[Dataset excerpts]
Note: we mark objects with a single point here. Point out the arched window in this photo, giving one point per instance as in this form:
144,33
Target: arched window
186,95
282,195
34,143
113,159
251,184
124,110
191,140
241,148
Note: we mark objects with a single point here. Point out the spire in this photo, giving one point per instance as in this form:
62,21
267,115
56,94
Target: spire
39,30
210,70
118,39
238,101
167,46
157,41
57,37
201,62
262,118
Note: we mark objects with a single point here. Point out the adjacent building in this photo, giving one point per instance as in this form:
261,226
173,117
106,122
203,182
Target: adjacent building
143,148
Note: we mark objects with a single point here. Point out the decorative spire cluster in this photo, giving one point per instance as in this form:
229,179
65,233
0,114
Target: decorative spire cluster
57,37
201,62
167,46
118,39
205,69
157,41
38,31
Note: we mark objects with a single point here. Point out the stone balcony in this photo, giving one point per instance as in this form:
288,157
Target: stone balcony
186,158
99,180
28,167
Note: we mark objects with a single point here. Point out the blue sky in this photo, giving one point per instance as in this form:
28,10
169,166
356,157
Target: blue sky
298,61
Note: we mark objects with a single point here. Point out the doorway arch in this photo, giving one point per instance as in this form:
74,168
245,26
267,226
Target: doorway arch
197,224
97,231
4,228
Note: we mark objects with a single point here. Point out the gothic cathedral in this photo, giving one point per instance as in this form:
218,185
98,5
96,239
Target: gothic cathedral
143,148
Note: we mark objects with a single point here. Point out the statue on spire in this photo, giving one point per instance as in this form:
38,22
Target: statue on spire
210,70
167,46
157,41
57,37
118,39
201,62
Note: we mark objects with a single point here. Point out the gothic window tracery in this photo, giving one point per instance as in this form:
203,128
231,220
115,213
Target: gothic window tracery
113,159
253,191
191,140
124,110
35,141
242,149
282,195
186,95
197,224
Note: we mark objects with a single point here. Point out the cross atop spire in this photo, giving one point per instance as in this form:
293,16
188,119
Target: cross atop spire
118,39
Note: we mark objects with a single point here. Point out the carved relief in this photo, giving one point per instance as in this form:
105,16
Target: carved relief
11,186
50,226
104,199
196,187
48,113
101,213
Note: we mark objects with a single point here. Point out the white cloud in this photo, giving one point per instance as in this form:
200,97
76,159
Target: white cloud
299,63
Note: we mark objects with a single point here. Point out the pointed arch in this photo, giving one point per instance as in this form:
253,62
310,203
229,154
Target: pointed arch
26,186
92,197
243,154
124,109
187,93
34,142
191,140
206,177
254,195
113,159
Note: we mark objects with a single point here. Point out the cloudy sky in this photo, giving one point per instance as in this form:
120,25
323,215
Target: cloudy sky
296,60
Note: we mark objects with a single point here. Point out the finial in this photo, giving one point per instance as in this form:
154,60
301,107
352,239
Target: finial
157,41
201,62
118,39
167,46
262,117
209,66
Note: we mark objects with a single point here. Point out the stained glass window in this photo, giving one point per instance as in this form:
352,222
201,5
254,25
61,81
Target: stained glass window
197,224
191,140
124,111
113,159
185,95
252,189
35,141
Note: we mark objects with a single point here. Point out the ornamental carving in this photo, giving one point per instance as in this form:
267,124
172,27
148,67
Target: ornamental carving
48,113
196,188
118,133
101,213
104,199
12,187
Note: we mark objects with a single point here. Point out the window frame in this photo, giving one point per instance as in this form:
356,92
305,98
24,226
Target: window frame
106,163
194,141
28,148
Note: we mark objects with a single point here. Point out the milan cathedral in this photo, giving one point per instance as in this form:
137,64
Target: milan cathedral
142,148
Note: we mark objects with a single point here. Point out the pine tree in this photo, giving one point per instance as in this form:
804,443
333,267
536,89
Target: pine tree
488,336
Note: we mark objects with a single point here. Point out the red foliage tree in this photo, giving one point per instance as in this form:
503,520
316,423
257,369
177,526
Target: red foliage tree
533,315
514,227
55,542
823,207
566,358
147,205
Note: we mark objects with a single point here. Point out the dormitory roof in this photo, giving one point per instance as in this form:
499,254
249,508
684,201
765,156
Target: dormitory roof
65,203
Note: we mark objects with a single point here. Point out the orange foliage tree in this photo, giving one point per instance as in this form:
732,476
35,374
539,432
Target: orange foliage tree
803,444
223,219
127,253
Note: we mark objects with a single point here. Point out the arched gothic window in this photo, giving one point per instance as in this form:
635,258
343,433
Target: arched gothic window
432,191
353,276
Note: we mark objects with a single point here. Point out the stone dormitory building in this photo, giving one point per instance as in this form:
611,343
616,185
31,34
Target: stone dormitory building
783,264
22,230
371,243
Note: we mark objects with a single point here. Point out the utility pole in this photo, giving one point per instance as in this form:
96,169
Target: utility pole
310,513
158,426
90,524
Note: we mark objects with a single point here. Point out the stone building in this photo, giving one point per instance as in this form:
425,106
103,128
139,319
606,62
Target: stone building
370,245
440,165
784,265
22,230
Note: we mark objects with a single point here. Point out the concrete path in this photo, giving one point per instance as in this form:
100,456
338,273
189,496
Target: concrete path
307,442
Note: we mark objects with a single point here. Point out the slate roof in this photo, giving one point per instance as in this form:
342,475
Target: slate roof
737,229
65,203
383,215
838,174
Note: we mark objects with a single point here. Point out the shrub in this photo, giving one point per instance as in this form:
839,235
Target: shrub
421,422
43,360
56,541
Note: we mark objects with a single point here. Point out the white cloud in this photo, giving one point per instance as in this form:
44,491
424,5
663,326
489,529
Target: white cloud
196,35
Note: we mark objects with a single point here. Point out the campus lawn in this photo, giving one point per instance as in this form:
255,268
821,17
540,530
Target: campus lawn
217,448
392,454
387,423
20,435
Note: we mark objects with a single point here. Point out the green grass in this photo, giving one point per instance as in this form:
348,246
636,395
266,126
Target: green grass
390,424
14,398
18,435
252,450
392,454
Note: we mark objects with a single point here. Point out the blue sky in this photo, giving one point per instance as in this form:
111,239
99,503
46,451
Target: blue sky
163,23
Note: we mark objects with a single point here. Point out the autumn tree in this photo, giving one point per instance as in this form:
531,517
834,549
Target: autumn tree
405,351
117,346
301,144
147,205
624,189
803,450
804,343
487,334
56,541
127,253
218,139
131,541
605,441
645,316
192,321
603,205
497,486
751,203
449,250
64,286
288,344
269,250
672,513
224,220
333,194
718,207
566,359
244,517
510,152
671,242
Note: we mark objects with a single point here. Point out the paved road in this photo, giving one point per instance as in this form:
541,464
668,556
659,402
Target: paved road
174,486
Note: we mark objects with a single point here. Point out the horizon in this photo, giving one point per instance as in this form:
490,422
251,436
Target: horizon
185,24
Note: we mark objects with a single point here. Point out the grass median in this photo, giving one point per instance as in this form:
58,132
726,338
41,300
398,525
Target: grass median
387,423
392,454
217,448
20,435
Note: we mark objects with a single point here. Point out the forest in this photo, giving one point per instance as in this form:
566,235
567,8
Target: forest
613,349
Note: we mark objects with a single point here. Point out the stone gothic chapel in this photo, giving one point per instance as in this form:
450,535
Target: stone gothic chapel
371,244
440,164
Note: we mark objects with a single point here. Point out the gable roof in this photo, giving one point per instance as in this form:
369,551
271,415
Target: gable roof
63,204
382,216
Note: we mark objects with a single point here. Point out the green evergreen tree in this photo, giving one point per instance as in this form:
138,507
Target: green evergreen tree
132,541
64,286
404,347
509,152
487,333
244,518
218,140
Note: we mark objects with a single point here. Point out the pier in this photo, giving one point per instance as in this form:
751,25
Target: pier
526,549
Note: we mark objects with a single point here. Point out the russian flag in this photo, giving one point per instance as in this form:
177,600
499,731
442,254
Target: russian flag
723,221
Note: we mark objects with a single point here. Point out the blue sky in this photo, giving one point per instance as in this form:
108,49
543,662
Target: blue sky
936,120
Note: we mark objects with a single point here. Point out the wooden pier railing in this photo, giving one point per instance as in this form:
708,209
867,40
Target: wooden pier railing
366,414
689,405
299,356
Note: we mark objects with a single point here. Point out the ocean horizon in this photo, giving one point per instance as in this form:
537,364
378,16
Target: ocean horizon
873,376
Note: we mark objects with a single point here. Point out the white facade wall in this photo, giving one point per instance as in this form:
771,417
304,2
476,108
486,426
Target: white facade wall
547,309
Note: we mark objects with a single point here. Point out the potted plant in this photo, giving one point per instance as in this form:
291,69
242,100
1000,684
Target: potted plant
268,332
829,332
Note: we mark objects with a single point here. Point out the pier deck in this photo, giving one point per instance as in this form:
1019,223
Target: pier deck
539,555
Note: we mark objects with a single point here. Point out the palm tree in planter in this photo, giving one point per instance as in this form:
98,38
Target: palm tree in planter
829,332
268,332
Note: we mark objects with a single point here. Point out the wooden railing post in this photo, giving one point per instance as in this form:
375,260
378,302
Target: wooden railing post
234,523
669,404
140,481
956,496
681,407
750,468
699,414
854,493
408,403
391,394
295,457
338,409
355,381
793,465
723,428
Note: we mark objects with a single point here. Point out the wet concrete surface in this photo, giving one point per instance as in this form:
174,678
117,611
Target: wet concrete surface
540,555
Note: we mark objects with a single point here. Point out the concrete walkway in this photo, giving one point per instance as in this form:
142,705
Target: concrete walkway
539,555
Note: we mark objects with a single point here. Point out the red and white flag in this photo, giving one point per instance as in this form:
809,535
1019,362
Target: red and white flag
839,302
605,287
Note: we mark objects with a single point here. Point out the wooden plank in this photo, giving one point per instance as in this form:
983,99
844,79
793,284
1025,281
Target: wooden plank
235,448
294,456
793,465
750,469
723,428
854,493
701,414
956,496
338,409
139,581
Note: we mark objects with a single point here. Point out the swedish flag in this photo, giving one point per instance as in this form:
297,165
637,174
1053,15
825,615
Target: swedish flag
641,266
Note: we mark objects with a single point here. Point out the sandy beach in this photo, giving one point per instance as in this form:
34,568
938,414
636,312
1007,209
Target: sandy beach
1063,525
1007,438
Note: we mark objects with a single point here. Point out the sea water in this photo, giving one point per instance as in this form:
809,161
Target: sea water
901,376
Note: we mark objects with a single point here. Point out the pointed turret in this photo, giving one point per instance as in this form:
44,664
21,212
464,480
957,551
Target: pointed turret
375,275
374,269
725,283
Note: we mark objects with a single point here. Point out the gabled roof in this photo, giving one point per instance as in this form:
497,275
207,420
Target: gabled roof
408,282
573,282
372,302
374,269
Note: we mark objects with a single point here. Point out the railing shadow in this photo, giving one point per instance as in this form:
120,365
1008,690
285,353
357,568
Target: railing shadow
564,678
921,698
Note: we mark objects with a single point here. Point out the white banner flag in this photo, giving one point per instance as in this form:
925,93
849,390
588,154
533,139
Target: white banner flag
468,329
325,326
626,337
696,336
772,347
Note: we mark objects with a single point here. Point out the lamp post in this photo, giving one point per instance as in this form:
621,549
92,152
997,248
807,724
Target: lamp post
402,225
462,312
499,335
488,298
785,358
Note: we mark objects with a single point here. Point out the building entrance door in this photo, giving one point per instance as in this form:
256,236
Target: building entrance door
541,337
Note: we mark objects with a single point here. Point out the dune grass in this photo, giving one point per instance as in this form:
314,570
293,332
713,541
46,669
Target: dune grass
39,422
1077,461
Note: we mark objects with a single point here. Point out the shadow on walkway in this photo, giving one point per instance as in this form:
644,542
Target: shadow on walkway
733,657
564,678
[/Dataset excerpts]
- Work instructions -
Using the entries above, quote each line verbatim from the first through the line that contains "the stone balcony".

- Answer section -
Note: we mark objects with a single point here. Point out the arched window in this photo, giving one point per instance as in this form:
144,33
Target: arched window
186,95
282,195
34,143
113,159
251,184
124,110
191,140
241,148
Note: we mark objects with a single point here. Point out the spire in this photo, giving one point per instance as in this form:
62,21
267,115
56,94
Target: spire
39,30
210,70
118,39
238,101
167,46
157,41
57,37
201,62
262,118
Note: we mark objects with a single point here. Point out the adjacent building in this photo, giving one point per instance as in this form:
261,226
173,117
106,122
203,182
Target: adjacent building
143,148
Note: we mark objects with a single point here. Point out the decorative spire cluster in this photo, giving one point per instance as in this form:
229,179
65,233
0,114
Target: decorative spire cluster
57,37
201,62
167,46
118,39
205,69
157,41
38,31
Note: we mark objects with a single point here. Point out the stone balcony in this photo, giving one point per instance as in this form:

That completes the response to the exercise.